> _Source extract_
Add pv naming #22

uncleDecart · 2024-10-14T13:32:06Z

superseding #20

When printing trie it'll show the keys in hierarchical way like file system Signed-off-by: Pavel Abramov <[email protected]>

So if you want to save /my/awesome/file.txt it will create /my/awesome folders if they don't exist, otherwise it would return error on writing Signed-off-by: Pavel Abramov <[email protected]>

uncleDecart · 2024-10-14T13:40:53Z

@deitch ready for review

deitch · 2024-10-15T08:09:52Z

I don't get what this does. It replaces the second parameter to NkvCore with a trait Converter, but what is Converter? Converts between what and what, and why does core need it? Doesn't it just receive bytes on the channel and pass them to the storage engine? Ok, key string and value bytes, but same thing?

uncleDecart · 2024-10-15T08:13:55Z

Converter is to change string to appropriate format for your StorageEngine. So key could be keyspace1.keyspace2.key but in reality you want to store this as keyspace1/keyspace2/key.json on a file system or your current running system is using this structure. In theory I can make it part of FileStorage and say that if you want other formatting, just rewrite FileStorage as you wish. Or I can parametrise that saying that maybe you want your key to be converted to an appropriate format before using the driver. I'm not sure which approach is the best one here.

deitch · 2024-10-15T08:16:00Z

I think keep it part of StorageEngine. It is fundamental to a storage engine that it knows how to store things. The interface between core and storage is, "here is a key and value, please store it". How it decides to do it is up to the engine. Much simpler to think about.

uncleDecart · 2024-10-15T11:56:11Z

Rewrote it :)

deitch · 2024-10-15T13:37:31Z

Looks cleaner.

This part here looks like NkvCore is reading from files? Why is that in core and not part of the storage engine?

uncleDecart · 2024-10-15T15:37:17Z

@deitch we need to restore all the persist values from the checkpoints from file system, we should make it part of storage engine, I can abstract it and return some kind of vector of StorageEngine

uncleDecart · 2024-10-15T15:51:25Z

What do you think about StroageEngine instead of using this API

pub trait StorageEngine: PartialEq {
    fn new(data: Box<[u8]>, key: &str, root: PathBuf) -> std::io::Result<Self>
    where
        Self: Sized;

    fn from_checkpoint(filepath: &Path, root: PathBuf) -> std::io::Result<Self>
    where
        Self: Sized;
    fn update(&mut self, new_data: Box<[u8]>) -> std::io::Result<()>;
    fn delete_checkpoint(&self) -> std::io::Result<()>;
    fn data(&self) -> Arc<[u8]>;
    fn key(&self) -> String;
}

would use this

pub trait StorageEngine: PartialEq {
    // Restore if exists
    fn new(root: PathBuf) -> std::io::Result<Self>
    where
        Self: Sized;

    fn put(&mut self, key: &str, data: Box<[u8]>) -> std::io::Result<()>;    
    fn delete(&self, key: &str) -> std::io::Result<()>;
    fn data(&self, key: &str) -> Arc<[u8]>;
    fn key_to_nkv_notation(&self, key: &str) -> String; // not sure how to name this right
}

Meaning that StorageEngine actually oversees the whole collection of entries rather than we create an object of StorageEngine for each entry. So on a high level I'm saying this thing handles all my entries and it takes care of part of nkv API

Edit: I think this looks much cleaner from developer perspective

deitch · 2024-10-15T18:00:21Z

Why is checkpoint outside of storage engine?

> _Provided material_
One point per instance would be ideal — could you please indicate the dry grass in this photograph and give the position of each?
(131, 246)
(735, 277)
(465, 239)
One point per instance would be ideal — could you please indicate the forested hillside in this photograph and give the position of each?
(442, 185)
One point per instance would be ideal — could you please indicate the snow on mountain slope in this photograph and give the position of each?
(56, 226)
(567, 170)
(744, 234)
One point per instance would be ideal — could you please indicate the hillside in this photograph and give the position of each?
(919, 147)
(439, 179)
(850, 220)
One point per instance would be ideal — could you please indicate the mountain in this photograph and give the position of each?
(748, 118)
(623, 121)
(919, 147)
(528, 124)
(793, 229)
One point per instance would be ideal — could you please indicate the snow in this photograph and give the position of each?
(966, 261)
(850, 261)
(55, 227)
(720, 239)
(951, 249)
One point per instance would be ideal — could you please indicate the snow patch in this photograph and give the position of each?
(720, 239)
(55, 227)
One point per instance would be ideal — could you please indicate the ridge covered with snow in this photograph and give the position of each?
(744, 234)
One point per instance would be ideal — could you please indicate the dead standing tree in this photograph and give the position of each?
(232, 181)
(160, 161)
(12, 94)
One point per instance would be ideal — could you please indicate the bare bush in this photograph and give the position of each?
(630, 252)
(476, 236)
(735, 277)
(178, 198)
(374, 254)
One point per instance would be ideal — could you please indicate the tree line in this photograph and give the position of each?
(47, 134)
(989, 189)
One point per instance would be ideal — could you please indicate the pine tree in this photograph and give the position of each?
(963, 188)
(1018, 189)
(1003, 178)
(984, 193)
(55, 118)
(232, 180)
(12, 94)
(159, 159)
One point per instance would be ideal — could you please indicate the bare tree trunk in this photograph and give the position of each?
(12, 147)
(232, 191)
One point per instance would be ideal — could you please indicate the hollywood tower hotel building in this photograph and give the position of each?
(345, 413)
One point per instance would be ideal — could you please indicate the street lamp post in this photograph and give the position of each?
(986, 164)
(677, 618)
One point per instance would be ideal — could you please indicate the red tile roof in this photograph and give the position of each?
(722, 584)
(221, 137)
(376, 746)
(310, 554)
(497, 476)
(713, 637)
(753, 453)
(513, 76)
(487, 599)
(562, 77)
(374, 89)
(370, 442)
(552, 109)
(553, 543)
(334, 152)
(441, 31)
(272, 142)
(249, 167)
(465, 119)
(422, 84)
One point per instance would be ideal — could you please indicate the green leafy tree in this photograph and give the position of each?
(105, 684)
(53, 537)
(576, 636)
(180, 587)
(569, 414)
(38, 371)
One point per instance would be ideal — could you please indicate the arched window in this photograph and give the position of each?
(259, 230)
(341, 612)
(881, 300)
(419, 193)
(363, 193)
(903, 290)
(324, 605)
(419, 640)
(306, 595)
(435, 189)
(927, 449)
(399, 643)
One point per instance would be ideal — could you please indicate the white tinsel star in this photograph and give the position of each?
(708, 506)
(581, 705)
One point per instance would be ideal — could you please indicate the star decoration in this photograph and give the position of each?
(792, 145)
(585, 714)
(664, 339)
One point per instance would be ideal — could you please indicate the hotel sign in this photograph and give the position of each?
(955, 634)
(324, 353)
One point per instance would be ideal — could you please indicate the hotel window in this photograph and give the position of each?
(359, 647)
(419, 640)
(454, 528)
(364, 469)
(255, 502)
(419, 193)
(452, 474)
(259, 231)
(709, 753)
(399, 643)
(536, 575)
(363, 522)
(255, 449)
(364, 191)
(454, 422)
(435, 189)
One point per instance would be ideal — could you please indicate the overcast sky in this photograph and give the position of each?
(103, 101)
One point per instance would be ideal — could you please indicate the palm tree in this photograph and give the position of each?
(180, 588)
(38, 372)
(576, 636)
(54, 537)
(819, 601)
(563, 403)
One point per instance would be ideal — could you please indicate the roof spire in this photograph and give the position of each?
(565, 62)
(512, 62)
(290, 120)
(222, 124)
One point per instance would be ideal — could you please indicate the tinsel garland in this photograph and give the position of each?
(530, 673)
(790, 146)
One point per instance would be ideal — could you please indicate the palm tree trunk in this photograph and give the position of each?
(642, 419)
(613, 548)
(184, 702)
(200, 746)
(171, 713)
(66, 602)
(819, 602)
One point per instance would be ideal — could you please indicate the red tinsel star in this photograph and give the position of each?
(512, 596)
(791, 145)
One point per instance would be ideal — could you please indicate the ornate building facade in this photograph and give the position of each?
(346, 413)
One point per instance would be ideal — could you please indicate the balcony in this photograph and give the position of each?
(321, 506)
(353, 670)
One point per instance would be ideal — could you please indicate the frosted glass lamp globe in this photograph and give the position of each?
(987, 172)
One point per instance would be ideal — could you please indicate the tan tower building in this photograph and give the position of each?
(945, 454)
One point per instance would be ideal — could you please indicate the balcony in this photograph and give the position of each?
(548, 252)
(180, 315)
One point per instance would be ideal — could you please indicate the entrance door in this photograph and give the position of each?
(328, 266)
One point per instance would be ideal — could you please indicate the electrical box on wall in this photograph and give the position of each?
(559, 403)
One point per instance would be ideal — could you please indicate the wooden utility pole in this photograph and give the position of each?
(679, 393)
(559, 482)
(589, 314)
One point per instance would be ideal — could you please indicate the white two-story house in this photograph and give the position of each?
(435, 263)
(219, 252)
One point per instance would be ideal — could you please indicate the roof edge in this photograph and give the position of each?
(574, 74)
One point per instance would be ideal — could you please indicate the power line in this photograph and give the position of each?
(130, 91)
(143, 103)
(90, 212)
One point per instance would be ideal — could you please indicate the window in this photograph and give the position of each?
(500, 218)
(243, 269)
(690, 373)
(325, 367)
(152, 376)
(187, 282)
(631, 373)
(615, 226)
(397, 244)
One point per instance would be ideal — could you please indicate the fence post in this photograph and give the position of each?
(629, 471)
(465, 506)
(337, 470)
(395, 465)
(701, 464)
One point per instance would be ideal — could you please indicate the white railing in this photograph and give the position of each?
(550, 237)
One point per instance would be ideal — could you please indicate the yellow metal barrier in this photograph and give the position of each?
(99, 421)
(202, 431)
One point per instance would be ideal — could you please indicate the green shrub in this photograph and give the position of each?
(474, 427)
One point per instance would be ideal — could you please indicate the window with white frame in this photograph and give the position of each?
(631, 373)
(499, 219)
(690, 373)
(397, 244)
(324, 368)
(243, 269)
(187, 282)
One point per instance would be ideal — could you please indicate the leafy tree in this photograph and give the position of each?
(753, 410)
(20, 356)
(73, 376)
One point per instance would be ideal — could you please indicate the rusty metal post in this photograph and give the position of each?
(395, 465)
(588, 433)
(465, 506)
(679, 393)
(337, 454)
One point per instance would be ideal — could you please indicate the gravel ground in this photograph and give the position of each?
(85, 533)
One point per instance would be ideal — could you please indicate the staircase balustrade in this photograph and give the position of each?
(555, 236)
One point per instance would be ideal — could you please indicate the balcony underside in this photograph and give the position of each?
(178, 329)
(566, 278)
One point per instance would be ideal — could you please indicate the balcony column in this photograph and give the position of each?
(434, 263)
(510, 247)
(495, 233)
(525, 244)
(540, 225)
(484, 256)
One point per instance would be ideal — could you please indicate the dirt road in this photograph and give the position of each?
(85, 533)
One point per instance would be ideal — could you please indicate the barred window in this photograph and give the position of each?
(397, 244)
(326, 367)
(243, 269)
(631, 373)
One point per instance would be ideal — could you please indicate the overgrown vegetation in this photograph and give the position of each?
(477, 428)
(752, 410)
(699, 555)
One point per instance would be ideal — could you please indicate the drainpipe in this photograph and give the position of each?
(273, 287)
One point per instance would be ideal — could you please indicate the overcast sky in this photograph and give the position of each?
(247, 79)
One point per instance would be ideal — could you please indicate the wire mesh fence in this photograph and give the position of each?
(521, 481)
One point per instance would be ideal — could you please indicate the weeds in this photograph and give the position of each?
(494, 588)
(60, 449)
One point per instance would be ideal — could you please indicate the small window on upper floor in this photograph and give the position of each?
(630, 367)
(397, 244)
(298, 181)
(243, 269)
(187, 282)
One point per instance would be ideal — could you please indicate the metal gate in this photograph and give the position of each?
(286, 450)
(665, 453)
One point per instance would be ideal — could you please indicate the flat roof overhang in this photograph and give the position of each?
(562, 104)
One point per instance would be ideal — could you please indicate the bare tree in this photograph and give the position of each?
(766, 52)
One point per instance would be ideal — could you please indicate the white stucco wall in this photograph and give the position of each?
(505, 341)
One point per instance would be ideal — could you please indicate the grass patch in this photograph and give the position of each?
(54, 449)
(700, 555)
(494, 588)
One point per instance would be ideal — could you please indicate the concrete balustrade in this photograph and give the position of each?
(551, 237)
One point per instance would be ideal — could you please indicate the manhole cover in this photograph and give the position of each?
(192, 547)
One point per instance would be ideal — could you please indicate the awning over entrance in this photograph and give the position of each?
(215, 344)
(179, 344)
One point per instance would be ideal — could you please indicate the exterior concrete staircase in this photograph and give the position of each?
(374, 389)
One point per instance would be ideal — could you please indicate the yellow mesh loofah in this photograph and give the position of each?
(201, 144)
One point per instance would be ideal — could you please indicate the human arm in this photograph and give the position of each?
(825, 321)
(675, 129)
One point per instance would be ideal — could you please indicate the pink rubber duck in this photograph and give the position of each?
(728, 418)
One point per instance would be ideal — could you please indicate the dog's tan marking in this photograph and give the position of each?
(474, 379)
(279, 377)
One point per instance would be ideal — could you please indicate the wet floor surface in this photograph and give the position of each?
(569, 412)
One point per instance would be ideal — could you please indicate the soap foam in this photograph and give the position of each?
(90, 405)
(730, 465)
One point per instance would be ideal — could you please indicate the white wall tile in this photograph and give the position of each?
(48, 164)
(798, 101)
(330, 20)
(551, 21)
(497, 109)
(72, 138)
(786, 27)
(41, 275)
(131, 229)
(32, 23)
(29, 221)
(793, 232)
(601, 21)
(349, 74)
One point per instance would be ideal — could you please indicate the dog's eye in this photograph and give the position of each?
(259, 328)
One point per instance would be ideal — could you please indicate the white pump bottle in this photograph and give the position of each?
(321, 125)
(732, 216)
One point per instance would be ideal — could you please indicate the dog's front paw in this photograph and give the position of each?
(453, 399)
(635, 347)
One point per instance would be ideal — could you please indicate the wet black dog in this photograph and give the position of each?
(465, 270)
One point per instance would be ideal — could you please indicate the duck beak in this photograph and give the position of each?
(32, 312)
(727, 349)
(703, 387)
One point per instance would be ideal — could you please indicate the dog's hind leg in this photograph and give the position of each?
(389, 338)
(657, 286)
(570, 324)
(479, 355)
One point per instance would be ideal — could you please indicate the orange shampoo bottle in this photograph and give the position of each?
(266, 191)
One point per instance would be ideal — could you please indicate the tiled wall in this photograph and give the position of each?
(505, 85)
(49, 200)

> _Challenges_
**a.** Answer these questions from the pull request thread, one per line, marked (i), (ii), (iii):
(i) When saving /my/awesome/file.txt, what is created if those folders don't exist?
(ii) Where does deitch say the key conversion should be kept?
(iii) In the second proposed StorageEngine trait, which method carries the comment "not sure how to name this right"?
**b.** Rewrite the stretch of the pull request thread from "uncleDecart · 2024-10-15T08:13:55Z" through "best one here.", replacing "FileStorage" with "DiskStorage".
**c.** For each statement, say yes or no to whether it agrees with the pull request thread, and quote the words that decide it:
(i) deitch asks why checkpoint sits outside the storage engine.
(ii) Under the proposed new API, a StorageEngine object is created for each entry.
(iii) This pull request supersedes #21.

> _Per-task answers_
**a.**
(i) The /my/awesome folders.
(ii) As part of StorageEngine.
(iii) key_to_nkv_notation.

**b.**
uncleDecart · 2024-10-15T08:13:55Z

Converter is to change string to appropriate format for your StorageEngine. So key could be keyspace1.keyspace2.key but in reality you want to store this as keyspace1/keyspace2/key.json on a file system or your current running system is using this structure. In theory I can make it part of DiskStorage and say that if you want other formatting, just rewrite DiskStorage as you wish. Or I can parametrise that saying that maybe you want your key to be converted to an appropriate format before using the driver. I'm not sure which approach is the best one here.

**c.**
(i) Yes: "Why is checkpoint outside of storage engine?"
(ii) No: "StorageEngine actually oversees the whole collection of entries rather than we create an object of StorageEngine for each entry"
(iii) No: "superseding #20"